EXTRAIT DU TEXTE
L’enseignement de la technologie met en évidence les problèmes liés aux logiques de conception et aux processus de fabrication et d’assemblage (Cf. Annexe 2). L’enseignement du cycle central porte sur « la conception en fonction de contraintes techniques et socioéconomiques liées au cycle de vie du produit. » A partir de la classe de cinquième, l’approche « analyse et conception des objets techniques » succède à l’approche « analyse du fonctionnement » du programme de sixième.
Au cycle central, l’élève passe d’activités d’observation à des activités d’analyse et de conception dans un contexte donné par une démarche de résolution de problèmes techniques. Enfin, en classe de troisième, « riche des compétences acquises, l’élève met en œuvre la démarche technologique pour conduire un projet, proposer des solutions techniques et finaliser sa démarche par une réalisation collective. » .

DONNÉES EXTRAITES
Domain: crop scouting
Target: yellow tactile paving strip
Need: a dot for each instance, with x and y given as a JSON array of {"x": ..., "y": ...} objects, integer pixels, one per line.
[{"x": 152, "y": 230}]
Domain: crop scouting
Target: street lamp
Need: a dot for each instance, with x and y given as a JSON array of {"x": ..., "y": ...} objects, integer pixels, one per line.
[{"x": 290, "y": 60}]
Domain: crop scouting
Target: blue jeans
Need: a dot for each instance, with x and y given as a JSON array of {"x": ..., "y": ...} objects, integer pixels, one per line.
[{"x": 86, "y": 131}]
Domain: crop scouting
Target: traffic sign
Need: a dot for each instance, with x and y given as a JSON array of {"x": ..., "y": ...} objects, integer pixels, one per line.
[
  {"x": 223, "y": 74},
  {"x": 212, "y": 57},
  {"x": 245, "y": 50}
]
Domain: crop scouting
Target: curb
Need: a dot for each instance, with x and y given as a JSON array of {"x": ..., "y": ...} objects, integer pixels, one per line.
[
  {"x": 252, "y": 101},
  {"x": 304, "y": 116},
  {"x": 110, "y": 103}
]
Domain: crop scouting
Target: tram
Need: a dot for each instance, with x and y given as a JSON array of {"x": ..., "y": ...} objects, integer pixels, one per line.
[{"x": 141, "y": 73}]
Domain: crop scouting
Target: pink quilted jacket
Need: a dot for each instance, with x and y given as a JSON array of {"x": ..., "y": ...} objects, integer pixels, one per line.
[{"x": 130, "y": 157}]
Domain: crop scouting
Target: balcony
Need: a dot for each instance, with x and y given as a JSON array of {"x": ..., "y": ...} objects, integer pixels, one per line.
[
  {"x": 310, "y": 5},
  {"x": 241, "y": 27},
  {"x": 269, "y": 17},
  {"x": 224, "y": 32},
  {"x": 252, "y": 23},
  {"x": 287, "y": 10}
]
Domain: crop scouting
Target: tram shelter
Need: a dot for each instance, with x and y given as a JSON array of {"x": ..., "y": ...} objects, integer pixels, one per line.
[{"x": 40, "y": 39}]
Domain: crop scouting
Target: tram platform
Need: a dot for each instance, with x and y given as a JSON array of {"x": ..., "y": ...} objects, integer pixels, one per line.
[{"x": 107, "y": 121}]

À FAIRE
1/ Répondez aux questions suivantes à partir de l'extrait sur l'enseignement de la technologie :
(a) À partir de la classe de cinquième, quelle approche succède à l'approche « analyse du fonctionnement » du programme de sixième ?
(b) Au cycle central, grâce à quelle démarche l'élève passe-t-il d'activités d'observation à des activités d'analyse et de conception ?
(c) En classe de troisième, comment l'élève finalise-t-il sa démarche ?
2/ Recopiez fidèlement le passage de l'extrait sur l'enseignement de la technologie qui va de « L’enseignement de la » à « programme de sixième. ».

SOLUTIONS DES EXERCICES
1/
(a) L'approche « analyse et conception des objets techniques ».
(b) Une démarche de résolution de problèmes techniques.
(c) Par une réalisation collective.

2/
L’enseignement de la technologie met en évidence les problèmes liés aux logiques de conception et aux processus de fabrication et d’assemblage (Cf. Annexe 2). L’enseignement du cycle central porte sur « la conception en fonction de contraintes techniques et socioéconomiques liées au cycle de vie du produit. » A partir de la classe de cinquième, l’approche « analyse et conception des objets techniques » succède à l’approche « analyse du fonctionnement » du programme de sixième.